WRITTEN TASK:
From the listing below, list every line that contains the word "reflection".

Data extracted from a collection
[START]

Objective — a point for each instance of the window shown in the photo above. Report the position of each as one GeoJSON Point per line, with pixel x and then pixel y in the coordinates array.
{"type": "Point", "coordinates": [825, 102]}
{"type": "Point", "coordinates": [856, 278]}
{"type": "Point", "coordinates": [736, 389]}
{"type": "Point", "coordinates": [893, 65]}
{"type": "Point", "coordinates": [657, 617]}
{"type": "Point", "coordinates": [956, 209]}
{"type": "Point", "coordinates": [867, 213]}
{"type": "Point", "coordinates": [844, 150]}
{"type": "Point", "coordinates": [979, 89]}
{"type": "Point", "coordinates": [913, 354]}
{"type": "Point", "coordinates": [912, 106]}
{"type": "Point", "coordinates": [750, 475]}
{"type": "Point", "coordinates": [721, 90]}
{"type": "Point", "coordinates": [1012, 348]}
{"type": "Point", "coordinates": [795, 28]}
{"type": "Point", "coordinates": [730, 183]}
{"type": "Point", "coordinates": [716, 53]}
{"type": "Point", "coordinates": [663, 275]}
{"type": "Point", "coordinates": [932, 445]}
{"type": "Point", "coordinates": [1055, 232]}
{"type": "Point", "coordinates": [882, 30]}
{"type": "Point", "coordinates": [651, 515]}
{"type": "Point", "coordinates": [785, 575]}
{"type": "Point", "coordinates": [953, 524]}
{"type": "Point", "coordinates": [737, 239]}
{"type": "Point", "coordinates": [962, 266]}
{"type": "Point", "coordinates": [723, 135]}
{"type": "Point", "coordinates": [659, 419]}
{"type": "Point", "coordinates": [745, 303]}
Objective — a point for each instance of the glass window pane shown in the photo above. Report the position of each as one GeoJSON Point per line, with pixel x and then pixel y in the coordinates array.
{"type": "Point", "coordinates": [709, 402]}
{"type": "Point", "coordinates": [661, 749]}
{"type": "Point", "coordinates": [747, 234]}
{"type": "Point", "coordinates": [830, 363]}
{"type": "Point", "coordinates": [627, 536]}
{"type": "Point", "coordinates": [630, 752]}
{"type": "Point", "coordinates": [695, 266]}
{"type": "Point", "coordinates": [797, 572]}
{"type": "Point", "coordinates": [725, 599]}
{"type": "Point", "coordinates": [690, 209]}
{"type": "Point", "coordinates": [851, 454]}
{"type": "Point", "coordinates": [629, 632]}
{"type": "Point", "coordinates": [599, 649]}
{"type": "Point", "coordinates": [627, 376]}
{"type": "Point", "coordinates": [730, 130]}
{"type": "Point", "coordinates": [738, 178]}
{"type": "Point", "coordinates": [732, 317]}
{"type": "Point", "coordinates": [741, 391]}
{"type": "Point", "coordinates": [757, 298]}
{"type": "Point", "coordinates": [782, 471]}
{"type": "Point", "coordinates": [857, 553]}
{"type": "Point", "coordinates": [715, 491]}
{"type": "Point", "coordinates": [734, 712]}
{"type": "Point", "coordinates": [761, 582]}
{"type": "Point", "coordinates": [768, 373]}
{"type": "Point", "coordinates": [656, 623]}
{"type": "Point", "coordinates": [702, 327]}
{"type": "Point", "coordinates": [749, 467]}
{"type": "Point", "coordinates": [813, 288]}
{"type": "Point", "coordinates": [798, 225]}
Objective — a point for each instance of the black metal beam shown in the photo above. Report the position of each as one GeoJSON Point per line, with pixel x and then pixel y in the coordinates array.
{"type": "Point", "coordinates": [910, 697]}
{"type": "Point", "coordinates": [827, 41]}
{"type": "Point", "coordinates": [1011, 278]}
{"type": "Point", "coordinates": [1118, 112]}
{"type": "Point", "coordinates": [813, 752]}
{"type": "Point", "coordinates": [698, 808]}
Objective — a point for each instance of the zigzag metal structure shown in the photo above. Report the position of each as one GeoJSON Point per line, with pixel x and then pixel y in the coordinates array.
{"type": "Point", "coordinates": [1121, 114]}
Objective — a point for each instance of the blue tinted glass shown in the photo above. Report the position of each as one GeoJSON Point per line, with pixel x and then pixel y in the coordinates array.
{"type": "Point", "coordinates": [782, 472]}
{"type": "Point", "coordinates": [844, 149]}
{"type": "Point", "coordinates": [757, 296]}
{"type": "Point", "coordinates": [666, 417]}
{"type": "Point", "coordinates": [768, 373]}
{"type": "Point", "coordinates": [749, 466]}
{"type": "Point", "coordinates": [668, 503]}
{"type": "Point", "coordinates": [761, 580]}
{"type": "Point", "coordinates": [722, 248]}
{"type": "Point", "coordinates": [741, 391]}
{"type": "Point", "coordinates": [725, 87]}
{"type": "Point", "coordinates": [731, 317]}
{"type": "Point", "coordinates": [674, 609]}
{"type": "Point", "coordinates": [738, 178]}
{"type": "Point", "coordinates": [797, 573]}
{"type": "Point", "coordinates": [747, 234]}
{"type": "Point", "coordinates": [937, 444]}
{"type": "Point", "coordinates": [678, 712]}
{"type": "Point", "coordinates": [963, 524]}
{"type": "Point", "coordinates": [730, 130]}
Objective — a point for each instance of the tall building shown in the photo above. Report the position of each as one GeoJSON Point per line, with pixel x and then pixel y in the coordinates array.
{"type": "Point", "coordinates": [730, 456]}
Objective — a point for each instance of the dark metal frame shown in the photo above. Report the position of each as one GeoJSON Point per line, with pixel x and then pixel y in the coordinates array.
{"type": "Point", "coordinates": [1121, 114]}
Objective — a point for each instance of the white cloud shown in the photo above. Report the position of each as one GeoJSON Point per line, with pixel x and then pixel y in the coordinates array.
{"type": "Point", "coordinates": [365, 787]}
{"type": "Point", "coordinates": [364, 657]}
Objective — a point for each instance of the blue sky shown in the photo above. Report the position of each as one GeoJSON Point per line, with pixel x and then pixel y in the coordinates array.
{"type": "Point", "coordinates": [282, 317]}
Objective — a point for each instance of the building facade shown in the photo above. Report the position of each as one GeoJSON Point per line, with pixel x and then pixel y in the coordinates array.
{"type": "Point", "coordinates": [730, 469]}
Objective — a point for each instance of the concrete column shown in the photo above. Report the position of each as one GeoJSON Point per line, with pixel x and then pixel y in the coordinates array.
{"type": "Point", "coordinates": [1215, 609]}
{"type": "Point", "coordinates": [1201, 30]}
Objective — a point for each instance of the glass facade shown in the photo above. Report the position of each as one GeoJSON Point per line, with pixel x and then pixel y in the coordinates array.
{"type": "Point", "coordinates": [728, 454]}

[END]
[START]

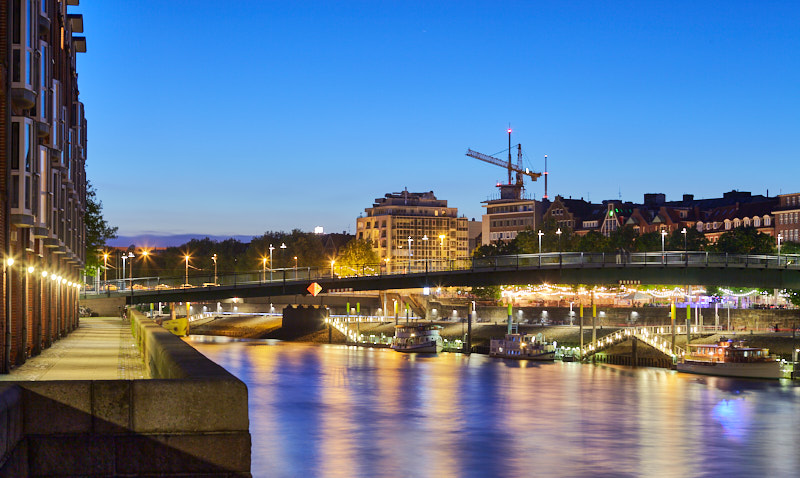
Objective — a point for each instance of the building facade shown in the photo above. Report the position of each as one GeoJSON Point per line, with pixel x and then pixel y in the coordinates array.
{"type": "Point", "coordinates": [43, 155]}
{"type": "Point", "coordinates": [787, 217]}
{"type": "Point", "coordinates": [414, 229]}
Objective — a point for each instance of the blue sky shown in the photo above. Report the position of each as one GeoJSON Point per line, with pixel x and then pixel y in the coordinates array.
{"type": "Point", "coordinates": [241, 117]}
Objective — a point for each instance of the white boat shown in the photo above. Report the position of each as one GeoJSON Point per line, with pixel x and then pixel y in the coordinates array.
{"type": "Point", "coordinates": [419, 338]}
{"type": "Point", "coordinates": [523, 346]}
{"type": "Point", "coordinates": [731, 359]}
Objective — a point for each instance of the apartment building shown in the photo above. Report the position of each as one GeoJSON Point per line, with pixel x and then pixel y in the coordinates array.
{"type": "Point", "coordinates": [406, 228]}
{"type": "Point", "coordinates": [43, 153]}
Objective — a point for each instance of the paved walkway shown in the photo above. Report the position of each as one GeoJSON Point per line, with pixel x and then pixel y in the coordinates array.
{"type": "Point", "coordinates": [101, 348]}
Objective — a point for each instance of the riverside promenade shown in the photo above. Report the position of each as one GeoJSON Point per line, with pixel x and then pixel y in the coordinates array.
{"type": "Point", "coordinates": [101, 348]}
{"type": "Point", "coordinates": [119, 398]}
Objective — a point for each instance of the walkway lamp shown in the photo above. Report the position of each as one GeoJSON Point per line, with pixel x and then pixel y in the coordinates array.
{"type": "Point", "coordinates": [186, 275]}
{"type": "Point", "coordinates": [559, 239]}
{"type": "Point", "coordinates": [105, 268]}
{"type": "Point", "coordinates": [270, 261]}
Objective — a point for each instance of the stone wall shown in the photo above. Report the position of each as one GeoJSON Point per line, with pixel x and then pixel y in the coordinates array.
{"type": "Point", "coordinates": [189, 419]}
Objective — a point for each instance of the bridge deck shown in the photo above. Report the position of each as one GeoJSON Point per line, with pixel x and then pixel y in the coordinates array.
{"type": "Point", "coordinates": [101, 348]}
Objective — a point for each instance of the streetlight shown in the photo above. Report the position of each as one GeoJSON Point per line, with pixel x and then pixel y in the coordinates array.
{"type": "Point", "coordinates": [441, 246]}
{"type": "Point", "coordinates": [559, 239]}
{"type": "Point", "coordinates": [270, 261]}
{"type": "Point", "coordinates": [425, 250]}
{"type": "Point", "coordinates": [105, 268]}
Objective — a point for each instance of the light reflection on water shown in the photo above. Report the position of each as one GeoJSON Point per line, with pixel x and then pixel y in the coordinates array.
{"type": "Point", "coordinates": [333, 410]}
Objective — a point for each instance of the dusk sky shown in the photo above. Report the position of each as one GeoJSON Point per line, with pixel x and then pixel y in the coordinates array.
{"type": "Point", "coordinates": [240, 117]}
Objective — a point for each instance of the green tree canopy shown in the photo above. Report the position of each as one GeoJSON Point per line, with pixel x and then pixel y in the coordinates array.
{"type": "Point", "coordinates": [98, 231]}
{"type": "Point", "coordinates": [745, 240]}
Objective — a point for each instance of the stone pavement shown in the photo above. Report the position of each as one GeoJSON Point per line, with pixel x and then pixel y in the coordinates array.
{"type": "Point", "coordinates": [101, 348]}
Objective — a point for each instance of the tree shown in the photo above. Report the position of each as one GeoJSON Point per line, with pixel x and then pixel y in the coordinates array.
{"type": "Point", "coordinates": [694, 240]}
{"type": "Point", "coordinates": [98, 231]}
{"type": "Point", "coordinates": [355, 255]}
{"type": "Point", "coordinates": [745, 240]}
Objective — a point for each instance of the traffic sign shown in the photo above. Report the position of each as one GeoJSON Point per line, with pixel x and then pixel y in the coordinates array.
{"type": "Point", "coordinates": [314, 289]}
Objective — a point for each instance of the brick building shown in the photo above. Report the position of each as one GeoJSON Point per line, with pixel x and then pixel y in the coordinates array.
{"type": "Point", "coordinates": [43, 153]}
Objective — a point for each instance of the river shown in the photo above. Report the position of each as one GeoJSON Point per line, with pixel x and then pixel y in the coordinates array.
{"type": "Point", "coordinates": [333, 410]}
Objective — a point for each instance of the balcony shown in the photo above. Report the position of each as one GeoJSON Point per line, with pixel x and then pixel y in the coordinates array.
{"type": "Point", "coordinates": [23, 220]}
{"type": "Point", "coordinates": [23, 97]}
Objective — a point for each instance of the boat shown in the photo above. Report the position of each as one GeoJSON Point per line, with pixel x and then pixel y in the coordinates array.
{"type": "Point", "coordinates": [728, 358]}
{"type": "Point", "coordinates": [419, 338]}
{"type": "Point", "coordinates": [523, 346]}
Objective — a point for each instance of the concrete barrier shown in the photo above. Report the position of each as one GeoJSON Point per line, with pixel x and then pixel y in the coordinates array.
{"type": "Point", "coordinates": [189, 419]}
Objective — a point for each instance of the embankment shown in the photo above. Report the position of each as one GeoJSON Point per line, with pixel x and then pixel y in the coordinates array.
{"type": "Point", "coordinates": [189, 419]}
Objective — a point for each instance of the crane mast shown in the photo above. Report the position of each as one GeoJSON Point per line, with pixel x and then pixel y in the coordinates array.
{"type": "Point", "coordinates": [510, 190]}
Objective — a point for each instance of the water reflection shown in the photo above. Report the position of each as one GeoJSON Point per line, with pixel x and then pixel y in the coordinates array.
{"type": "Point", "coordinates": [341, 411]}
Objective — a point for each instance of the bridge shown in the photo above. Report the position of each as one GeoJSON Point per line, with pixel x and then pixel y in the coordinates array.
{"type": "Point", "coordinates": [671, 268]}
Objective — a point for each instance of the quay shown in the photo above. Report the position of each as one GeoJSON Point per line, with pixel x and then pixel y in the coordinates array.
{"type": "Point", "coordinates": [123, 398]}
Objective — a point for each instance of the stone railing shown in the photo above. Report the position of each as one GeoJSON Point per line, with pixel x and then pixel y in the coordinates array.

[END]

RESULT FOR THIS EXERCISE:
Objective — a point for each instance of the light reflection on water shown in the photo above. Report the position of each as one GeoJSON Point per line, with pixel x and then pixel y in the coordinates array.
Objective — a point for each instance of the water reflection shown in the photo above. Report the position of each as one GeoJSON Point per line, with pixel x and then pixel y in the coordinates array.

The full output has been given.